## INSTRUCTIONS:
- A) In the article on 2019 C-grade Hindi films, which actor plays a good guy in Chicken Curry Law?
- B) Continue the article on 2019 C-grade Hindi films from its last sentence.

10 Bollywood Films that You Thankfully Missed In 2019
Ten C-grade Hindi films you missed this year.
While the Hindi film industry does its usual number of big film releases every year featuring A-listers and get a theatrical release with an average of over 1000-screens across the country, there also exists a parallel C-grade industry that churns out films every year, which you’ve never heard of. Made at extremely low budgets, with hardly any recognisable faces, these films mostly make it to smaller towns and single screens for a couple of weeks before vanishing forever.
Here’s a quick look at ten C-grade Hindi films that you’ve (thankfully) missed this year:
1. Hum Lenge Make In India Ka Sankalp - Because ‘Vikas’
Raghubir Yadav, who we last saw as Varun Dhawan’s dad in Made in India, returns to be a part of something similarly called - Hum Lenge Make In India Ka Sankalp. So, a young girl from a big city turns up in a remote village saying (in her own words) “Mujhe yahaan ka vikas karna hai”, this gives the writers the excuse to pick up issues like caste violence, corruption, women’s empowerment, primary education and overpopulation (phew! Ayushmann Khurrana would be impressed).
So, the trailer actually begins with a shot of the globe, and we zoom into some part of what looks like North America to land in a village in India. Enough said?
2. Ammaa Ki Boli - Yo Mama So...
Ammaa Ki Boli features Sanjay Mishra, Hrishita Bhatt and Farrukh Jaffar (remember the old loud mom in Peepli Live). If that doesn’t excite you - the film revolves around an old matriarch, her 5 children and a second-hand scooter. Clearly the ‘slap’stick comedy, fart jokes and visuals of Mishra and Bhatt doing hip-hop (see exhibit A) wasn’t interesting enough to get people into theatres.
The IMDB entry of the Ammaa Ki Boli mentions 2013 as the release date, no surprise why the producers couldn’t get the film out for another 6 long years.
You can watch the trailer of Ammaa Ki Boli here:
3. Shaadi Ke Patasey - No ‘Kashmir Ki Kali’ This
At a time when a film based in Jammu and Kashmir should have made some noise, Shaadi Ke Patasey went unnoticed. But, it did get the reclusive Asrani out of hibernation and he along with Shagufta Ali are the only two remotely recognisable faces in the film. Shaadi Ke Patasey seems to revolve around Firoz and Ayesha’s romance that goes out of the window right after they get married and enter domestic hell.
You can catch the unremarkable trailer of Shaadi Ke Patasey below:
4. Chicken Curry Law - Wut?!
While you wrap your head around the title of the film - Chicken Curry Law, this a rare film which has Ashutosh Rana playing a good guy. The plot of the film is fairly simple, a foreigner named Maya Johnson, who works as a belly-dancer in India, is raped by 2 politically influential men. A courtroom drama follows to bring justice to the survivor while fighting against victim-shaming and money + muscle power. Biggest learning from trailer? Ashutosh Rana actually looks good, when he plays good (See exhibit B).

## SUPPLIED MATERIAL:
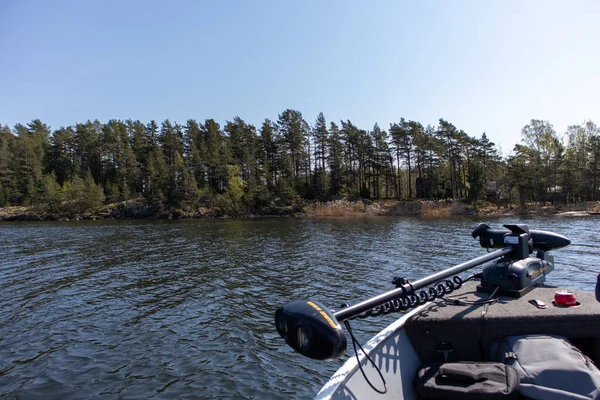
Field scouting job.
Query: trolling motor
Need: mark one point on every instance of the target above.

## RESULTS FOR THE EXERCISE:
- A) Ashutosh Rana

- B)
But wait, why the hell is the film titled Chicken Curry Law? If anyone cracks that, please leave your answers in the comments section.
You can watch the trailer of Chicken Curry Law here:
5. Kissebaaz - Sacred Storyteller Playing Games
I guess Pankaj Tripathi’s name in the credits now carries enough weight to get a film into theatres these days. But, Kissebaaz unfortunately seems to have squandered on Tripathi’s talent by making a blink and miss appearance in cinema halls. Set in Benares, Kissebaaz has Tripathi playing a criminal who keeps the police officer who arrests him engrossed with his story about two rival local politicians and the fall out of their clash. While the premise sounds promising, it seems the writer and director on this one weren’t much of a Kissebaaz themselves.
6. Keep Safe Distance - Absolutely!
Don’t say the makers of Keep Safe Distance, didn’t warn you, the title gives fair warning about this C-grade release. The trailer of the film itself reeks Islamophobia, with stereotypical ‘very Muslim’ characters (see exhibit C), looking villainous, planting bombs and swearing to take Kashmir from India.
Keep Safe Distance also features item songs with cringe worthy lyrics that go:
Twinkle Twinkle Little Star
Le Chal Saiyaan Mujhe Beer Bar...
The obnoxious trailer ends with the most foul dialogue of all: “Main jaanta hoon har muslaman aatankwadi nahi hota, par pakde jaane par har aatankwadi musalman hi hota hai.”
PS: There is even an attempt to tell the audience that a very successful campaign against black money and ‘swachh India abhiyaan’ is going on in the country. Just keep safe distance.
7. Chaturnath - Peepli Dead
Remember Omkar Das Manikpuri, the lead actor of Peepli Live? Well, since his debut in the Aamir Khan production in 2010, Manikpuri has done a host of B-grade films, including titles like How is Wow, Gaon: The Village No More and Hu Narendra Modi Banva Mangu Chu. His 2019 release Chaturnath seems to be so obscure that even IMDB doesn’t have it on its list.
The trailer of Chaturnath crowns Manikpuri as the ‘King of Comedy’, pray, when did that happen? In the film he apparently plays a fake lawyer who takes the fight for justice very seriously after a bomb attack. A Spanish dancer Nira Suarez is also part of this cast (see exhibit D). Go figure.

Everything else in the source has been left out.